START
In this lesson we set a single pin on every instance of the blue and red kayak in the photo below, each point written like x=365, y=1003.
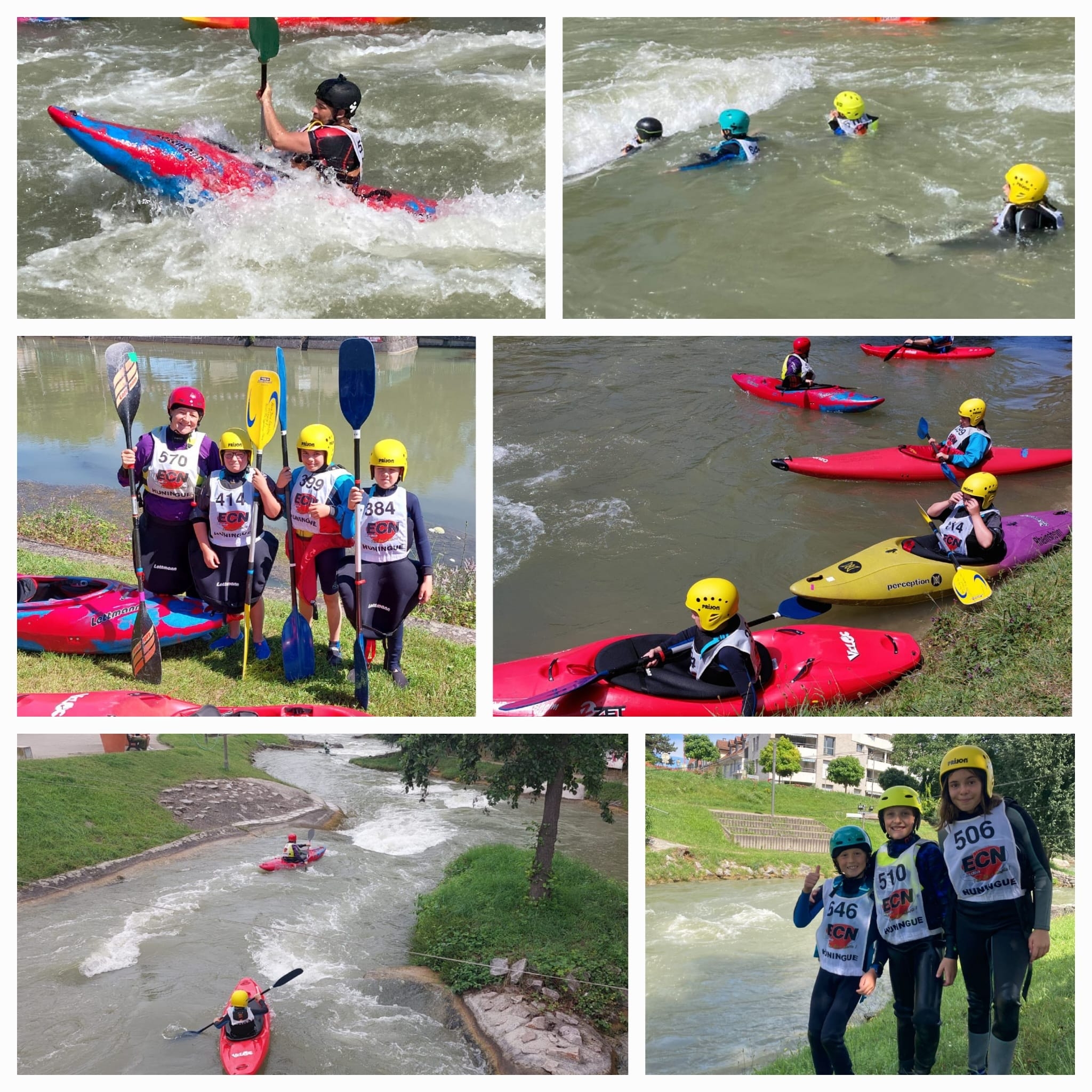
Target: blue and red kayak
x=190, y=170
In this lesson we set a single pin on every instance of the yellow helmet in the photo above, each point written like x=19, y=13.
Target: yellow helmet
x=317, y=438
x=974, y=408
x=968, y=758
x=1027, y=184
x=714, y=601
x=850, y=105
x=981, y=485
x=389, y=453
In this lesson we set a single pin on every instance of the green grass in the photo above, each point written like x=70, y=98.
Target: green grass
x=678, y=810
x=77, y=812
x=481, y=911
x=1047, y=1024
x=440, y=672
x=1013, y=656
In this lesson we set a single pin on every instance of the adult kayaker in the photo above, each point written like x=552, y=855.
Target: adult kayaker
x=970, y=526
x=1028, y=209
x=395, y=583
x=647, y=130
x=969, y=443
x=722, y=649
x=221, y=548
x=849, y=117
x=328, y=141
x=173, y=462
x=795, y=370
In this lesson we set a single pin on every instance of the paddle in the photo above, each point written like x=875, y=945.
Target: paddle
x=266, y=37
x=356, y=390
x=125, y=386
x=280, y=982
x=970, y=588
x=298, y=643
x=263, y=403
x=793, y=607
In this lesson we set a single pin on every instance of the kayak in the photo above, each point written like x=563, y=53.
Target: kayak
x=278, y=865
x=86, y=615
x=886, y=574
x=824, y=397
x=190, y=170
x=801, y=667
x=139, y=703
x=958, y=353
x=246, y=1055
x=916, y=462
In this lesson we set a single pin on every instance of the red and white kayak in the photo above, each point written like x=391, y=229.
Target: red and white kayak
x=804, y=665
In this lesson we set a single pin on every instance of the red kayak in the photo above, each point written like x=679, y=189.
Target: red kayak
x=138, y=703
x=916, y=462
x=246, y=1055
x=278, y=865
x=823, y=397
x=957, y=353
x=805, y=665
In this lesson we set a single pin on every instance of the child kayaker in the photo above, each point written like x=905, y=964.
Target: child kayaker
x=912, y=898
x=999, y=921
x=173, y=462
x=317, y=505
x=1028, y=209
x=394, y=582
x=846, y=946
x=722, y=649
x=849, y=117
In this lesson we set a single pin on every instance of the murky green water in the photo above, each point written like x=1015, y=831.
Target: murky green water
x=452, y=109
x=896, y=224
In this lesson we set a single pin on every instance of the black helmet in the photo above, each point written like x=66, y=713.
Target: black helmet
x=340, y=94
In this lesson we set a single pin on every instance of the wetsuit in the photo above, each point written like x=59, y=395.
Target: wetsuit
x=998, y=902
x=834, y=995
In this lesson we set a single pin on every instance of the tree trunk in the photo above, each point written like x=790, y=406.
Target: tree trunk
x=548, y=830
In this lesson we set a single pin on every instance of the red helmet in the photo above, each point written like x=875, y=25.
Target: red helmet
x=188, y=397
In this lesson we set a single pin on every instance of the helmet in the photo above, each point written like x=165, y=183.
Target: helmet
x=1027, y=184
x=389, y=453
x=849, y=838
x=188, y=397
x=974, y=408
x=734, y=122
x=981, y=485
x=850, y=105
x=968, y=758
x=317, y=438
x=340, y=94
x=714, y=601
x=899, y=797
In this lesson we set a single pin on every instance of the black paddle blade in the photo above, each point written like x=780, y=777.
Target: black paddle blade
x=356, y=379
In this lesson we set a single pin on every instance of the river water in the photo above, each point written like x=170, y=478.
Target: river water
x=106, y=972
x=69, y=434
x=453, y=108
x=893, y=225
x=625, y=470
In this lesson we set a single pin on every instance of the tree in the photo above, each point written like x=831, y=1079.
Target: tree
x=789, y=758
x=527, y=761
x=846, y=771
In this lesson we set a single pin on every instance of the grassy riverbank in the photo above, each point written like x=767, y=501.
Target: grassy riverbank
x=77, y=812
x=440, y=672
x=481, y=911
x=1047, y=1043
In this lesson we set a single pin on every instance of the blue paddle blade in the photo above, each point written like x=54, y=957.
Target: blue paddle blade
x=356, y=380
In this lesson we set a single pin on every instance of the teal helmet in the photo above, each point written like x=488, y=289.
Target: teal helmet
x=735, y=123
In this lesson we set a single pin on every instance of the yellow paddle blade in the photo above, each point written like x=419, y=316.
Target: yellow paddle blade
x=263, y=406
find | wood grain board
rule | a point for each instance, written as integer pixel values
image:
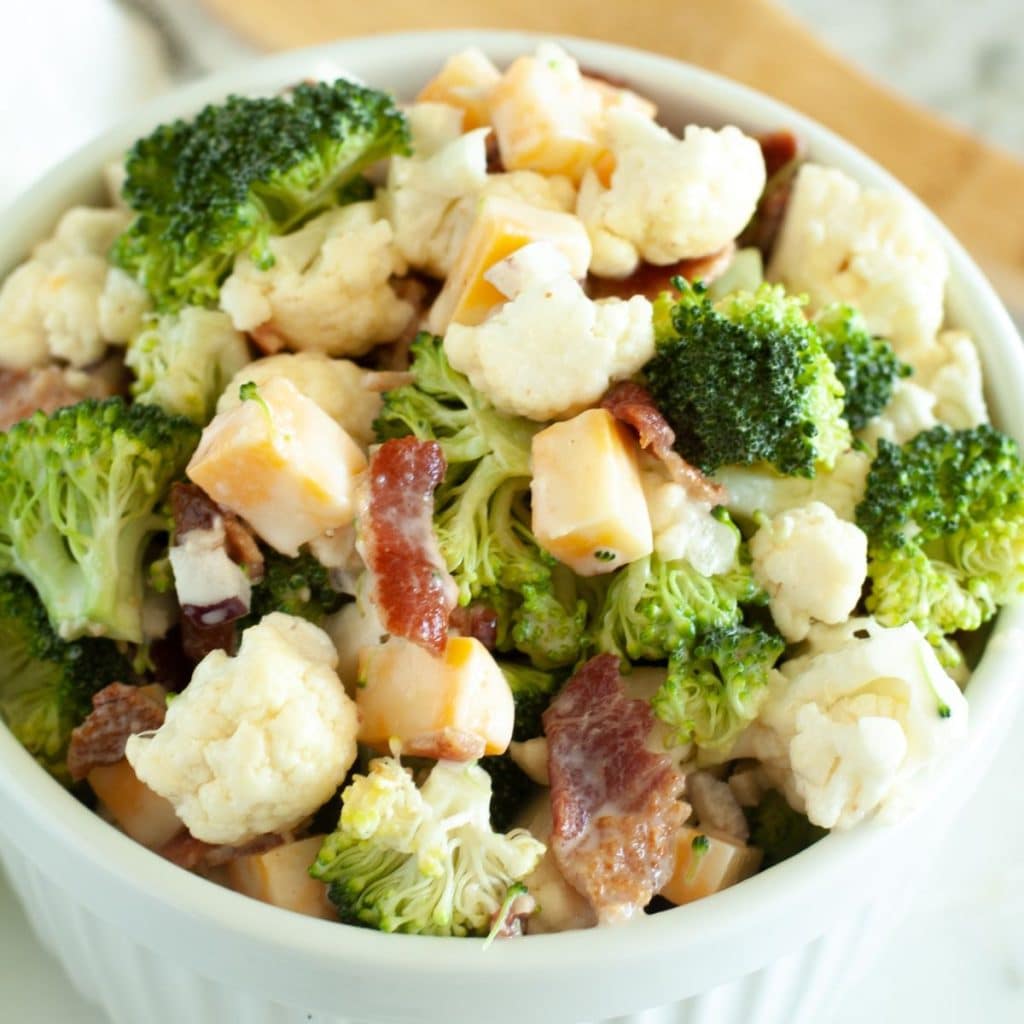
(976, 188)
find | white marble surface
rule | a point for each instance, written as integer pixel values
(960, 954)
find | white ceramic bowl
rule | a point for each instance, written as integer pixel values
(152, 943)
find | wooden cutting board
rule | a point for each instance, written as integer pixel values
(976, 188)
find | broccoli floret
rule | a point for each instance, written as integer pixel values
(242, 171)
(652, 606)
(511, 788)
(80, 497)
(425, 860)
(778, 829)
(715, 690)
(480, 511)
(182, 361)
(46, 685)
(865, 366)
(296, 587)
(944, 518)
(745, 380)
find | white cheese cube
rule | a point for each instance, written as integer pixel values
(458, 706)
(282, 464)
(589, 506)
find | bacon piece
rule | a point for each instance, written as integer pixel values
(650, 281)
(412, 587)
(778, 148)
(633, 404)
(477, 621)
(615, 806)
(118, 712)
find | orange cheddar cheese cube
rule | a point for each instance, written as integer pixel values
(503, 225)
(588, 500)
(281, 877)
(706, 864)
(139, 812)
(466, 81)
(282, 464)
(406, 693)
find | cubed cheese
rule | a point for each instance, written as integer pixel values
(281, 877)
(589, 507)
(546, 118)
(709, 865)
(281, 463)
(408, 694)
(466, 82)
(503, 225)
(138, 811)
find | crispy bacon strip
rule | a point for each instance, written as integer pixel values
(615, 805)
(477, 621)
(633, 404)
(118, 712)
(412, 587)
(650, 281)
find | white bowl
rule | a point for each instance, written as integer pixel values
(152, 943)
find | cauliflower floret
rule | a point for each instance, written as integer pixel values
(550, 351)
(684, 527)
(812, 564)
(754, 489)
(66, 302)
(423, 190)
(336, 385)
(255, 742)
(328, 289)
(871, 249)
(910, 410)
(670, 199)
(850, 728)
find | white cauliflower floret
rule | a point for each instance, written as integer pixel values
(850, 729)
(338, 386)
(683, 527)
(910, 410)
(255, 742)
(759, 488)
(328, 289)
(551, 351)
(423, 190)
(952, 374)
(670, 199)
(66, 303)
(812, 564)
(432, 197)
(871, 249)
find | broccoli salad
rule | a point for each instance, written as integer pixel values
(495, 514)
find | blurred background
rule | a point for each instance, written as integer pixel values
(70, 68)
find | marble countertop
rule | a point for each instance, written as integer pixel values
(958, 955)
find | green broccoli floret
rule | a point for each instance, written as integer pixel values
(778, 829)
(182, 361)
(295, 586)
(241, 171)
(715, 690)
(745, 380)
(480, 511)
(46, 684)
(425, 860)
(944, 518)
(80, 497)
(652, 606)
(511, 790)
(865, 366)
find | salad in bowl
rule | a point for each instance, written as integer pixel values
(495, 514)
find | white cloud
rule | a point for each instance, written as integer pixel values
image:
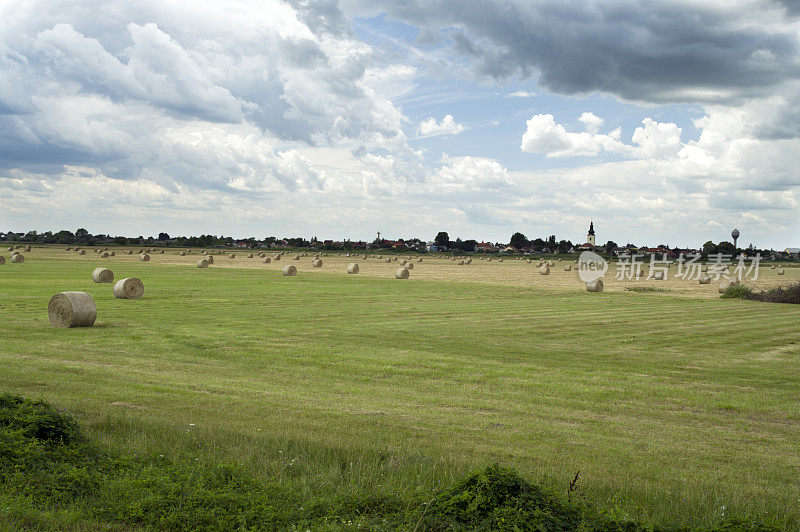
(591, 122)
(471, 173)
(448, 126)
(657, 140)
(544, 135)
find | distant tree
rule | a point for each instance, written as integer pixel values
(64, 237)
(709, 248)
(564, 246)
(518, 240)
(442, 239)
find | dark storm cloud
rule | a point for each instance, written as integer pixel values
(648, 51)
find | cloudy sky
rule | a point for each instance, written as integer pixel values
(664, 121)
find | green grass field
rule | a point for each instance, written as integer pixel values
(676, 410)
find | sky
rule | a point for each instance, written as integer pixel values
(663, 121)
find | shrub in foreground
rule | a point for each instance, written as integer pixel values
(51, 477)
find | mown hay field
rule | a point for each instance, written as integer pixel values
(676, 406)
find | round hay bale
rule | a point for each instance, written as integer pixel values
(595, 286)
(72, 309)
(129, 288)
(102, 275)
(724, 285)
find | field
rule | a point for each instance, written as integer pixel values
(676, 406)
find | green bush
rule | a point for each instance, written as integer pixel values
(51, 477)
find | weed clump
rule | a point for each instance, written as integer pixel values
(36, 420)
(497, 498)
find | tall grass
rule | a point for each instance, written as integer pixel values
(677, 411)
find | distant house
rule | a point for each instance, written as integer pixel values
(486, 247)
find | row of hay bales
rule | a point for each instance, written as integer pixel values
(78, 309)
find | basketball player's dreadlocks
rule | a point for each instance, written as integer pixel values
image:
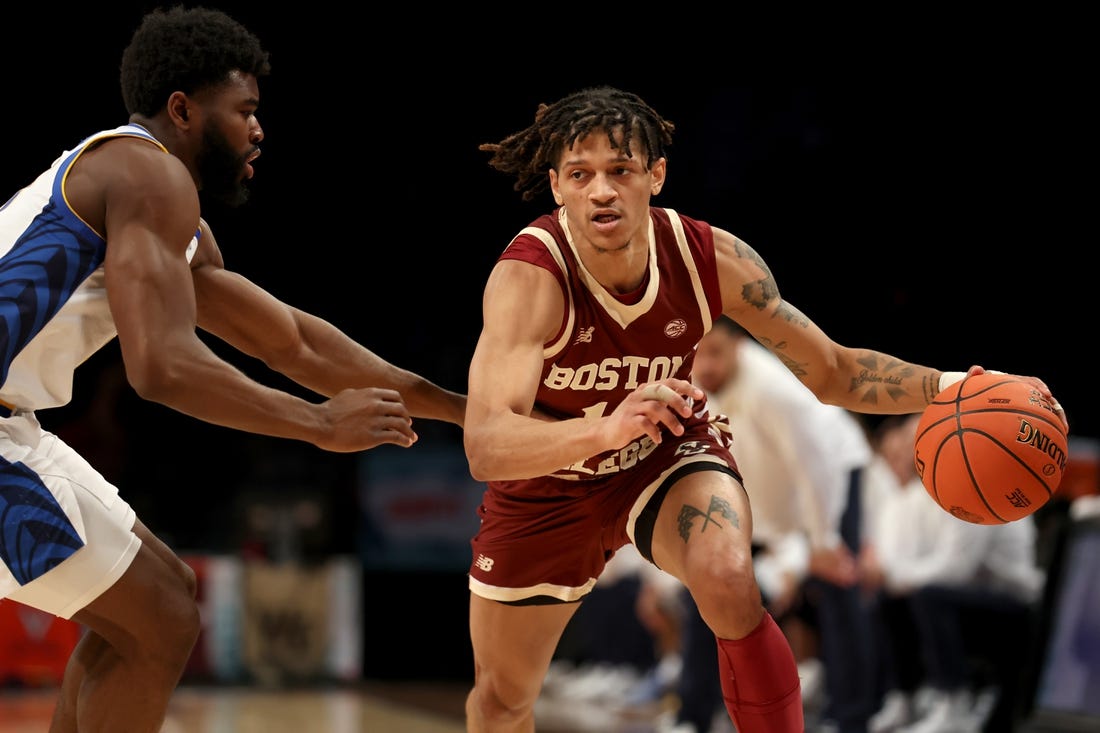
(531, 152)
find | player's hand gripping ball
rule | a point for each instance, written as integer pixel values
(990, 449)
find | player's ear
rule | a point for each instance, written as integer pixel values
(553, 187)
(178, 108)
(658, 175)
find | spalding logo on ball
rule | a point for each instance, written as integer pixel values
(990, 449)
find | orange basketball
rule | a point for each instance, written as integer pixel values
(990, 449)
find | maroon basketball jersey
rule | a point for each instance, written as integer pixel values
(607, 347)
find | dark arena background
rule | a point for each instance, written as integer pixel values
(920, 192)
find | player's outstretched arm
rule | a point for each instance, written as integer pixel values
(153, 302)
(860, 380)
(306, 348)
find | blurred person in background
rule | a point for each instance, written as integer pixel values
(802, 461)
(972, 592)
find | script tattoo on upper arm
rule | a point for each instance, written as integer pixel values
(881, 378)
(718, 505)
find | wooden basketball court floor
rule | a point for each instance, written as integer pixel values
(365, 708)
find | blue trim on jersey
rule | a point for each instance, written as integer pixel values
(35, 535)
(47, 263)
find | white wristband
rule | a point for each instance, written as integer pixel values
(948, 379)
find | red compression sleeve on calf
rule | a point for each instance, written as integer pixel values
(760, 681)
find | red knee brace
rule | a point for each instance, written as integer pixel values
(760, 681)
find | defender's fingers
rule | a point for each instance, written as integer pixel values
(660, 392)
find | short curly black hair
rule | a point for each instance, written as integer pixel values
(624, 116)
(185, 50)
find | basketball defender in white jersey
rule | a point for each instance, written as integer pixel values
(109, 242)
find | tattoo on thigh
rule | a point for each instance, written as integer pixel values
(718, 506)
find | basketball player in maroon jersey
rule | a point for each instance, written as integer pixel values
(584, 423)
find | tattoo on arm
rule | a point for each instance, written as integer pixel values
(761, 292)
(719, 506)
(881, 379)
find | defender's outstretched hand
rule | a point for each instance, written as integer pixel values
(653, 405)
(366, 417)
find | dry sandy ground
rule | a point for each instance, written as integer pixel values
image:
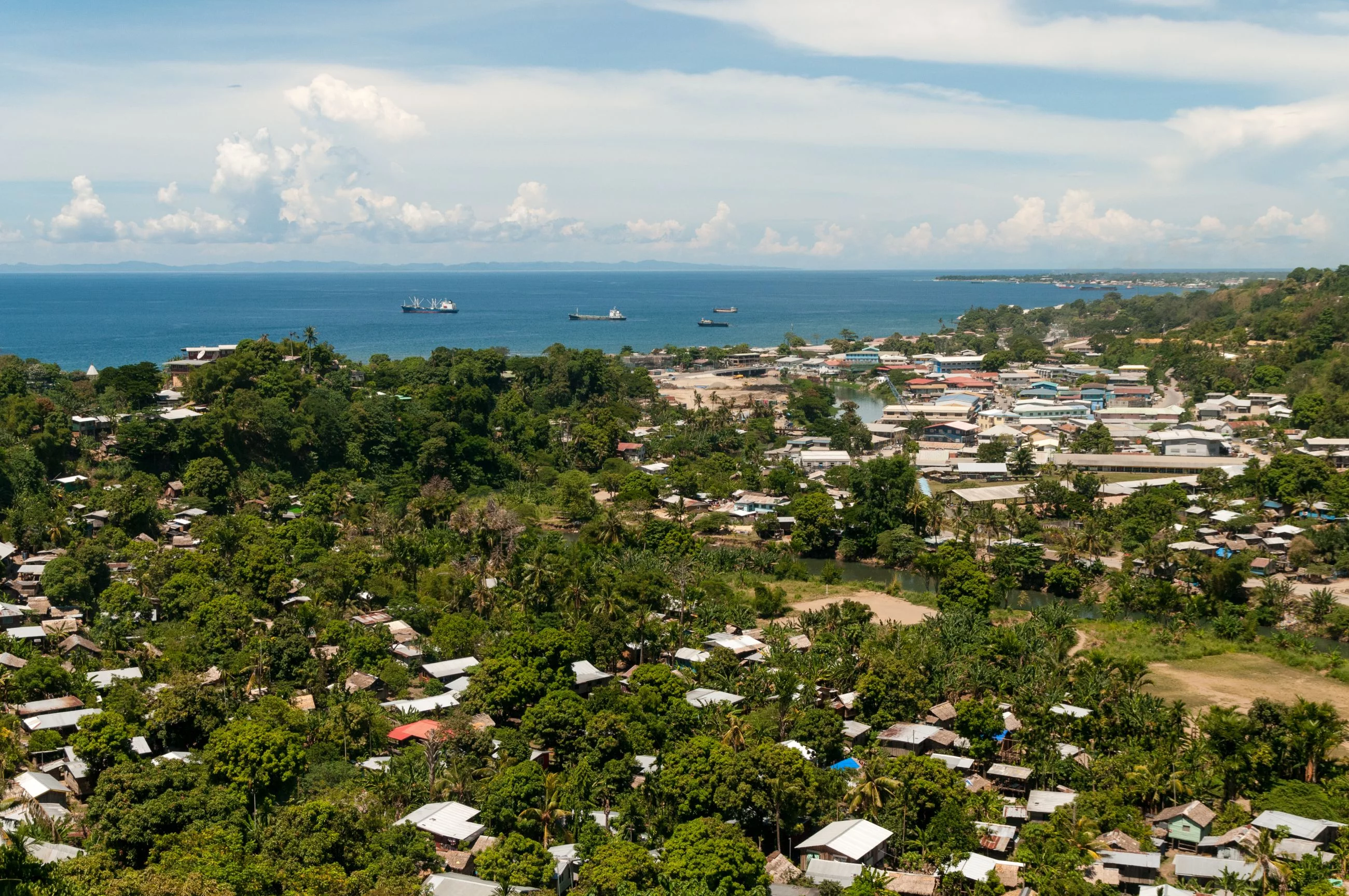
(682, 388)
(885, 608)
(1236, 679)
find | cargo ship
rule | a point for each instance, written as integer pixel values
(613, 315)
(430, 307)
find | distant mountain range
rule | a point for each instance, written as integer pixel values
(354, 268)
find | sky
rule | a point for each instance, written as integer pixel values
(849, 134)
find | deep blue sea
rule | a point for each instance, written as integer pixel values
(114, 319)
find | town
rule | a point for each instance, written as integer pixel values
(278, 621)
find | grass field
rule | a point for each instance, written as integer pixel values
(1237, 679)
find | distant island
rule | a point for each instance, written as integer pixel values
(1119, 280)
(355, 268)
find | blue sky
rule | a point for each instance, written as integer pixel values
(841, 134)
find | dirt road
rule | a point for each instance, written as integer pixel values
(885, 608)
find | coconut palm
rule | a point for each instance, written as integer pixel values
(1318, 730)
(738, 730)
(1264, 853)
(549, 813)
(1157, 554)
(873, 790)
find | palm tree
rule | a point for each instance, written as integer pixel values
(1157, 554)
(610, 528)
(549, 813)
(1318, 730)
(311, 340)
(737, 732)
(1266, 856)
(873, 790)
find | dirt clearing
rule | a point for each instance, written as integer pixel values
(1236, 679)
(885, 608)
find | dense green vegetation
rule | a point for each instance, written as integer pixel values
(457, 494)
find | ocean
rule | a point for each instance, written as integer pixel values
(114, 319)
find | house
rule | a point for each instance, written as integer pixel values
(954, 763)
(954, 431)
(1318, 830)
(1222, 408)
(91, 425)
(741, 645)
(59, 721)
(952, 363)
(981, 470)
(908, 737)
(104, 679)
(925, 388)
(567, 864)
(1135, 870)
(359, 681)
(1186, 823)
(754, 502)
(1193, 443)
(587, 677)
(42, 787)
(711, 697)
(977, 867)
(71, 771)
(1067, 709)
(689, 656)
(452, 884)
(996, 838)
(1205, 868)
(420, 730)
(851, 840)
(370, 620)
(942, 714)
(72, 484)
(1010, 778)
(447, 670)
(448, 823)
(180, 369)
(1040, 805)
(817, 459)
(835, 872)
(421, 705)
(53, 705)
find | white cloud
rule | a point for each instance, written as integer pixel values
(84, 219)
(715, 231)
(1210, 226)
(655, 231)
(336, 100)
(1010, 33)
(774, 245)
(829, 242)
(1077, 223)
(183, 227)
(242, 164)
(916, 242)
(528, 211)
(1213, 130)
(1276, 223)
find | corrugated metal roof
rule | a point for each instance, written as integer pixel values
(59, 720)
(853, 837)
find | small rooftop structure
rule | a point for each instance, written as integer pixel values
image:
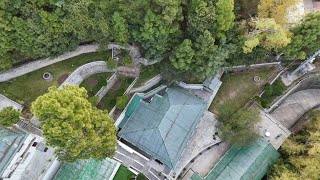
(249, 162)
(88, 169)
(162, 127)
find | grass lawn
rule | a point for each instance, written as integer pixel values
END
#### [PROBLEM TO WORK ON]
Output only these lines, word for word: the line containing "find | ocean" and every line after it through the last line of the data. Omit the pictures.

#### [ANSWER]
find | ocean
rule | a point for each instance, written as integer pixel values
(114, 319)
find | house
rule | a point for each instance, written as integer pixel values
(954, 763)
(954, 431)
(1318, 830)
(1222, 408)
(91, 425)
(741, 645)
(59, 721)
(952, 363)
(981, 470)
(908, 737)
(104, 679)
(925, 388)
(567, 864)
(1135, 870)
(359, 681)
(1186, 823)
(754, 502)
(1193, 443)
(587, 677)
(42, 787)
(711, 697)
(977, 867)
(71, 771)
(1067, 709)
(689, 656)
(452, 884)
(996, 838)
(1205, 868)
(420, 730)
(851, 840)
(370, 620)
(942, 714)
(72, 484)
(1010, 778)
(447, 670)
(448, 823)
(180, 369)
(1040, 805)
(817, 459)
(835, 872)
(421, 705)
(53, 705)
find | white cloud
rule | a point for each instance, written as integer pixel values
(84, 219)
(715, 231)
(1210, 226)
(655, 231)
(336, 100)
(1010, 33)
(774, 245)
(829, 242)
(1077, 223)
(183, 227)
(242, 164)
(916, 242)
(528, 211)
(1213, 130)
(1276, 223)
find | corrugated metal roof
rule | a point for each instance, written as integer pixel values
(59, 720)
(853, 837)
find | small rooftop structure
rule | a point for each instance, written as integer pixel values
image:
(249, 162)
(88, 169)
(162, 127)
find | grass lawn
rule | a point for each instance, written as integer pixel values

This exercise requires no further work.